— start RECORDS SHOWN —
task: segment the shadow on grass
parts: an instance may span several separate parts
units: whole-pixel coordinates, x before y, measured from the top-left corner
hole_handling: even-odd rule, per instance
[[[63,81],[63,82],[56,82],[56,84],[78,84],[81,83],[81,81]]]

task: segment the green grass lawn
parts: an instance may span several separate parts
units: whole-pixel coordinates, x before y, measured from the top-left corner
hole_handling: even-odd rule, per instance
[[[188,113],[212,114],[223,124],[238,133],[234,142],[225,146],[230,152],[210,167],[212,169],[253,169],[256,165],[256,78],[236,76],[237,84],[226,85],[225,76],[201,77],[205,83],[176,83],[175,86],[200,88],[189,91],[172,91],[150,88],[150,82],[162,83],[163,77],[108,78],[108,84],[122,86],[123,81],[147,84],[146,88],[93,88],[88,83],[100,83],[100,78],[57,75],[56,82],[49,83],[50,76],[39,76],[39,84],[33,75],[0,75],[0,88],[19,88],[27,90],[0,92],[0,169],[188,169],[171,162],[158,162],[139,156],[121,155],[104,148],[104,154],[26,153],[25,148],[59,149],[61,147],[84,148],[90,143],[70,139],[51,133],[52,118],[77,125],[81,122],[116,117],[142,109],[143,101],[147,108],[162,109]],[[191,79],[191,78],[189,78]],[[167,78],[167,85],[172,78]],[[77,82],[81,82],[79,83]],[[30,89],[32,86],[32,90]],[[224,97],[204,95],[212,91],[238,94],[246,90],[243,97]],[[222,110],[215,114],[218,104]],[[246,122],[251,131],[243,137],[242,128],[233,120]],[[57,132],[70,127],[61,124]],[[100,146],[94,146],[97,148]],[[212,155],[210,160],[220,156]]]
— end RECORDS SHOWN —
**WHAT THIS TASK INVOLVES**. Rename every "top-left corner" in the data above to "upper-left corner", and reproduce all the lines with nothing else altered.

**RESULT**.
task: segment the shadow on grass
parts: an instance may span several separate parts
units: whole-pixel coordinates, x before y, measured from the upper-left corner
hole_handling: even-odd rule, per instance
[[[63,81],[63,82],[56,82],[56,84],[78,84],[81,83],[81,81]]]

task: segment the green grass lawn
parts: an instance may span several separate parts
units: whole-pixel coordinates, x before y, measured from the upper-left corner
hole_handling: even-odd rule, per instance
[[[188,113],[212,114],[223,124],[238,133],[234,142],[225,146],[230,152],[210,167],[212,169],[253,169],[256,165],[256,78],[236,76],[237,84],[226,85],[225,76],[201,77],[205,83],[176,83],[175,86],[200,88],[189,91],[172,91],[150,88],[150,82],[162,83],[163,77],[108,78],[108,84],[122,86],[123,81],[147,84],[146,88],[93,88],[88,83],[100,83],[100,78],[57,75],[56,82],[49,83],[50,76],[39,76],[39,84],[33,75],[0,75],[0,88],[19,88],[27,90],[0,92],[0,169],[188,169],[171,162],[158,162],[139,156],[121,155],[104,148],[104,154],[26,153],[25,148],[59,149],[61,147],[84,148],[90,143],[70,139],[51,133],[52,118],[77,125],[81,122],[116,117],[142,109],[143,101],[147,108],[162,109]],[[191,79],[191,78],[189,78]],[[167,78],[167,85],[172,78]],[[77,82],[81,82],[79,83]],[[30,89],[32,86],[32,90]],[[224,97],[204,95],[212,91],[238,94],[246,90],[243,97]],[[222,110],[215,114],[218,104]],[[246,122],[251,131],[243,137],[242,128],[233,120]],[[57,132],[70,127],[61,124]],[[100,146],[94,146],[97,148]],[[212,155],[210,160],[220,156]]]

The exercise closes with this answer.